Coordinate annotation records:
>>

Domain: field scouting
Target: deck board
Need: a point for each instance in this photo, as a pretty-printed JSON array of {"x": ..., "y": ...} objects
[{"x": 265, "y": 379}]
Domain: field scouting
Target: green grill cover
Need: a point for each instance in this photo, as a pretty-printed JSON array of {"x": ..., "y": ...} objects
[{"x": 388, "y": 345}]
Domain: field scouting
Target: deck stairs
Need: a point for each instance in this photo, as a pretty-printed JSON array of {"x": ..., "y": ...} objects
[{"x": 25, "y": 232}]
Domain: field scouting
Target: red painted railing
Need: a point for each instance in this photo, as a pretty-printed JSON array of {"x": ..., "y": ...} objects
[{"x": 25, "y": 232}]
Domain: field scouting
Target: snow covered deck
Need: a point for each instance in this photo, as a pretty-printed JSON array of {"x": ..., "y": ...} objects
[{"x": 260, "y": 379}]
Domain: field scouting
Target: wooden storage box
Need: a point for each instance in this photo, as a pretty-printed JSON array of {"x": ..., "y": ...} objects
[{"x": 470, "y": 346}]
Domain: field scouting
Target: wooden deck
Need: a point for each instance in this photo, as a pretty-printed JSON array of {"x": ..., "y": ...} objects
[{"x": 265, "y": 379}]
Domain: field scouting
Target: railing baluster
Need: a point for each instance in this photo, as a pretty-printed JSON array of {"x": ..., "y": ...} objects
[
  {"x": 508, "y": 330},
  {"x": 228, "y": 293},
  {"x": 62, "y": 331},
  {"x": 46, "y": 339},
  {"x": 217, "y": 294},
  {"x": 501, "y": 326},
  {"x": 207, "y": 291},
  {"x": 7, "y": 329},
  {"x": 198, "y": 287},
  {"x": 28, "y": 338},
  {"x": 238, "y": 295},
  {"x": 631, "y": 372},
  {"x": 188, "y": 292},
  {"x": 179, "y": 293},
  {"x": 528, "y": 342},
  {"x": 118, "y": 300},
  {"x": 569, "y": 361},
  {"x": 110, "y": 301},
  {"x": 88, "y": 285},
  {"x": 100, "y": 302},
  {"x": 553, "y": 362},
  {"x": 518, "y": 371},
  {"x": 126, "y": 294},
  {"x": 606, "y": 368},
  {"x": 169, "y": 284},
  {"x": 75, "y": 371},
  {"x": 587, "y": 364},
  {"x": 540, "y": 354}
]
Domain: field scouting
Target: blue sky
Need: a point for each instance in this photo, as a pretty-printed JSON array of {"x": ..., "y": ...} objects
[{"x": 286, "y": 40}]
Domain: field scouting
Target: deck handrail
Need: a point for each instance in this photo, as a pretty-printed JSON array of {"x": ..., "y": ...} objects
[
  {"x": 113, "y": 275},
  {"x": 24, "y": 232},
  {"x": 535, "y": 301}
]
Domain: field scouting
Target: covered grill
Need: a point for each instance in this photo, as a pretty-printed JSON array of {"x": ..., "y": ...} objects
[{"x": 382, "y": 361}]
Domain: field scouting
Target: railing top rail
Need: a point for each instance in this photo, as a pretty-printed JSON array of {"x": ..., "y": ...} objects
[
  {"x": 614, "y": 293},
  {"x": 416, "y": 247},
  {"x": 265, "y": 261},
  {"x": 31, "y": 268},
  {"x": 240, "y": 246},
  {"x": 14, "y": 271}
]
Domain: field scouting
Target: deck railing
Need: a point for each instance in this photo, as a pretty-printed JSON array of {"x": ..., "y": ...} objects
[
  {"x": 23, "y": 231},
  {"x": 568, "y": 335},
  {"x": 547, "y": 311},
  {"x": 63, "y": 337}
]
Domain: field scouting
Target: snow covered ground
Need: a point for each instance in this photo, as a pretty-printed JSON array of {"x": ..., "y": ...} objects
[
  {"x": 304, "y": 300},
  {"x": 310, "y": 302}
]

<<

WORK TO COMPLETE: Without changing a word, restate the whole listing.

ANSWER FOR THE TASK:
Domain: field scouting
Target: deck board
Need: a point for each instance in this photo, as a pretty-printed JSON array of {"x": ..., "y": ...} objects
[{"x": 265, "y": 379}]
Domain: field scouting
Target: green grill cover
Need: a point for each instance in this photo, as a pretty-printed JSON array of {"x": ..., "y": ...} objects
[{"x": 388, "y": 345}]
Domain: field scouting
Target: deck stairs
Need: a point for each instance in this photo, as a pretty-printed JSON array of {"x": ..., "y": ...} objects
[{"x": 25, "y": 232}]
Domain: field scouting
Target: red painted railing
Need: a point for each instance in this photo, as a pretty-printed JSON array of {"x": ..., "y": ...} objects
[{"x": 25, "y": 232}]
Domain: field scouting
Target: snow covered deck
Need: a point for each instance in this photo, as a pretty-printed JSON array of {"x": ..., "y": ...} objects
[{"x": 260, "y": 379}]
Domain: field scouting
Target: wooden storage box
Need: a point for each instance in this photo, as a pretty-printed JSON array of {"x": ..., "y": ...} objects
[{"x": 470, "y": 346}]
Domain: field scouting
Target: wooden deck
Need: a point for each instance in this photo, as a pretty-printed JSON array of {"x": ..., "y": ...} objects
[{"x": 265, "y": 379}]
Domain: field scouting
Target: railing baluster
Need: a point for each instance in this photo, as a pretty-printed JSON array of {"x": ..., "y": ...} objects
[
  {"x": 508, "y": 330},
  {"x": 228, "y": 293},
  {"x": 62, "y": 331},
  {"x": 46, "y": 339},
  {"x": 217, "y": 294},
  {"x": 501, "y": 326},
  {"x": 207, "y": 291},
  {"x": 7, "y": 329},
  {"x": 198, "y": 287},
  {"x": 28, "y": 338},
  {"x": 238, "y": 295},
  {"x": 631, "y": 372},
  {"x": 188, "y": 292},
  {"x": 179, "y": 293},
  {"x": 528, "y": 342},
  {"x": 118, "y": 300},
  {"x": 569, "y": 361},
  {"x": 110, "y": 301},
  {"x": 88, "y": 285},
  {"x": 100, "y": 302},
  {"x": 553, "y": 362},
  {"x": 518, "y": 371},
  {"x": 126, "y": 294},
  {"x": 606, "y": 368},
  {"x": 169, "y": 284},
  {"x": 75, "y": 371},
  {"x": 587, "y": 364},
  {"x": 540, "y": 354}
]
Domain: field scouting
Target: blue sky
Need: a point for each instance in this photo, as a pretty-printed JSON array of {"x": ..., "y": ...} objects
[{"x": 286, "y": 40}]
Domain: field scouting
Target: deck handrail
Need: a point for each instance in this photo, as a pretty-printed JSON array of {"x": ..., "y": ...} objects
[
  {"x": 113, "y": 275},
  {"x": 24, "y": 232},
  {"x": 535, "y": 301}
]
Domain: field scouting
Target: covered grill
Need: a point for each instance in this photo, as a pretty-printed JSON array of {"x": ..., "y": ...} objects
[{"x": 382, "y": 361}]
Domain: field scouting
Target: railing top rail
Need: a point for each instance in this photo, as a pretty-printed JSON array of {"x": ..., "y": ...} objects
[
  {"x": 614, "y": 293},
  {"x": 416, "y": 247},
  {"x": 265, "y": 261},
  {"x": 31, "y": 268},
  {"x": 240, "y": 246},
  {"x": 14, "y": 271}
]
Domain: field scouting
Target: deck railing
Need: a point for each instance in this photo, as a pretty-printed JSON array of {"x": ..., "y": ...} objects
[
  {"x": 23, "y": 231},
  {"x": 568, "y": 335},
  {"x": 547, "y": 311},
  {"x": 63, "y": 337}
]
Domain: field scouting
Target: snow covered ground
Need: a point for each instance in this photo, as a pretty-printed JSON array of {"x": ..., "y": ...} objects
[
  {"x": 304, "y": 300},
  {"x": 310, "y": 302}
]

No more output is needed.